# What you should do
Write out every line of the records below as a JSON list of strings, one string per line, with blank lines and the pictures left out.

# Provided records
-- begin --

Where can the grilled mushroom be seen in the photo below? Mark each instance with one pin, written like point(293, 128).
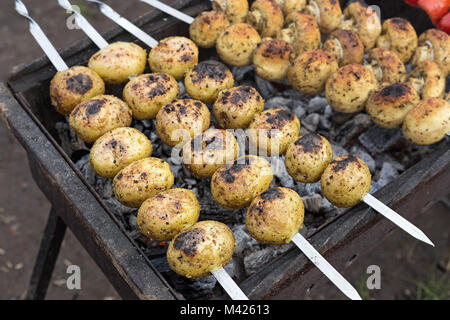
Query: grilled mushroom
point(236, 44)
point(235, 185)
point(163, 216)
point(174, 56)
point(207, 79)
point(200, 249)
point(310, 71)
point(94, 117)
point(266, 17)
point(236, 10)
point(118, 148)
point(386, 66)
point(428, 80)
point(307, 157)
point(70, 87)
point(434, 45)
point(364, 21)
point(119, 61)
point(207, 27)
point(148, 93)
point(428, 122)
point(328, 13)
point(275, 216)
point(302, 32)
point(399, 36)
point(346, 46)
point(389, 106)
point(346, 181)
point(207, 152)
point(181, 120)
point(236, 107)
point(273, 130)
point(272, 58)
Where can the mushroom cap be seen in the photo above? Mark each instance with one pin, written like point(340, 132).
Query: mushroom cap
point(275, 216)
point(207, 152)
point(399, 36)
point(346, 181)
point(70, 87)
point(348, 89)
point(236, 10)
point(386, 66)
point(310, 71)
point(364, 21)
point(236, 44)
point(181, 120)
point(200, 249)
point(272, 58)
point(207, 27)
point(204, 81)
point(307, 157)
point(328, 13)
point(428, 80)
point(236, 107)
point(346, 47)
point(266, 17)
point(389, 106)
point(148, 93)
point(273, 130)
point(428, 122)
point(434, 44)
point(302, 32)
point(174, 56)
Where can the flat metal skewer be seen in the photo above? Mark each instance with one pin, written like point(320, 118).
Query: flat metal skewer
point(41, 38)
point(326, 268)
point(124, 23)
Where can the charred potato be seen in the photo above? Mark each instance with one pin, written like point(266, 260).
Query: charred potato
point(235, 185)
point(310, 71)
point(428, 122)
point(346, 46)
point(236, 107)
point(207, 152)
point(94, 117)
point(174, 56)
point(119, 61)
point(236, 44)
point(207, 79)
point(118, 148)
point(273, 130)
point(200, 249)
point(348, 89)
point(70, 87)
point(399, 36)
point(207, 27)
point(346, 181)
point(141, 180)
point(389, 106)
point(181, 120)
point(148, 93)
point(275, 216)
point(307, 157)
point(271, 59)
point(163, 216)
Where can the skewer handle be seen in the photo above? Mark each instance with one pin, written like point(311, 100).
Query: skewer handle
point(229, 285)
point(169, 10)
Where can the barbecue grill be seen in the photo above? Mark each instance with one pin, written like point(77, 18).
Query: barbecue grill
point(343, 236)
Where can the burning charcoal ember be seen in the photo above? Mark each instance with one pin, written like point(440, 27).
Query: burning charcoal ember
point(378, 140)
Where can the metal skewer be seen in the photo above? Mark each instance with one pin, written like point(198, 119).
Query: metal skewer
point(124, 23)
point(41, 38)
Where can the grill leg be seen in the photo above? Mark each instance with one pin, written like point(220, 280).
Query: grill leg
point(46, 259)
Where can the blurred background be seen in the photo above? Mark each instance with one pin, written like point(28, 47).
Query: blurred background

-- end --

# Complete response
[
  "Where can the grilled mushroom be seen in the photo below? Mark each instance with one pin, written like point(293, 128).",
  "Query: grilled mushroom",
  "point(236, 44)",
  "point(235, 185)",
  "point(163, 216)",
  "point(174, 56)",
  "point(207, 79)",
  "point(200, 249)",
  "point(310, 71)",
  "point(94, 117)",
  "point(266, 17)",
  "point(236, 10)",
  "point(118, 148)",
  "point(386, 66)",
  "point(428, 80)",
  "point(307, 157)",
  "point(70, 87)",
  "point(434, 45)",
  "point(364, 21)",
  "point(119, 61)",
  "point(207, 27)",
  "point(148, 93)",
  "point(428, 122)",
  "point(328, 13)",
  "point(275, 216)",
  "point(302, 32)",
  "point(399, 36)",
  "point(346, 46)",
  "point(389, 106)",
  "point(346, 181)",
  "point(207, 152)",
  "point(181, 120)",
  "point(236, 107)",
  "point(273, 130)",
  "point(272, 58)",
  "Where can the mushroom cap be seen in the photo above? Mark each instance with one pin, written like point(340, 132).",
  "Query: mushroom cap",
  "point(275, 216)",
  "point(207, 152)",
  "point(399, 36)",
  "point(346, 181)",
  "point(70, 87)",
  "point(348, 89)",
  "point(236, 10)",
  "point(386, 66)",
  "point(310, 71)",
  "point(364, 21)",
  "point(236, 44)",
  "point(181, 120)",
  "point(200, 249)",
  "point(272, 58)",
  "point(207, 27)",
  "point(204, 81)",
  "point(307, 157)",
  "point(328, 13)",
  "point(428, 80)",
  "point(236, 107)",
  "point(346, 47)",
  "point(266, 17)",
  "point(389, 106)",
  "point(148, 93)",
  "point(273, 130)",
  "point(428, 122)",
  "point(434, 44)",
  "point(302, 32)",
  "point(174, 56)",
  "Where can the flat metal skewer be seen in the photo above? Mark each instance with one pin, written like point(320, 118).",
  "Query: flat metal skewer",
  "point(41, 38)",
  "point(326, 268)",
  "point(124, 23)",
  "Where can the charred potato be seen in the photo above? Mark each instance with one pin, written like point(266, 260).",
  "Query: charred potato",
  "point(235, 185)",
  "point(310, 71)",
  "point(428, 122)",
  "point(346, 46)",
  "point(236, 107)",
  "point(207, 152)",
  "point(94, 117)",
  "point(174, 56)",
  "point(119, 61)",
  "point(236, 44)",
  "point(207, 79)",
  "point(118, 148)",
  "point(273, 130)",
  "point(200, 249)",
  "point(348, 89)",
  "point(70, 87)",
  "point(399, 36)",
  "point(207, 27)",
  "point(346, 181)",
  "point(141, 180)",
  "point(389, 106)",
  "point(181, 120)",
  "point(148, 93)",
  "point(275, 216)",
  "point(307, 157)",
  "point(271, 59)",
  "point(163, 216)",
  "Where can the skewer handle be seen in the photo above? Mark each instance with one pin, written like point(311, 100).",
  "Query: skewer handle",
  "point(229, 285)",
  "point(169, 10)",
  "Where can the barbecue grill be seen in the photo above? Mark each instance with one pin, written like point(77, 18).",
  "Query: barbecue grill",
  "point(343, 236)",
  "Where can the burning charcoal ember be seen in the photo above? Mark each instance with one pin, written like point(440, 27).",
  "Query: burning charcoal ember",
  "point(378, 140)",
  "Where can the metal skewer be seen in the photo above? Mark each instance with one pin, written like point(198, 119).",
  "Query: metal skewer",
  "point(124, 23)",
  "point(41, 38)",
  "Where can the grill leg be seen in the photo above? Mark each instance with one pin, written like point(220, 280).",
  "Query: grill leg",
  "point(46, 259)",
  "Where can the blurred background be seen in the photo above? Mark each instance with one pin, written like point(28, 47).",
  "Query: blurred background"
]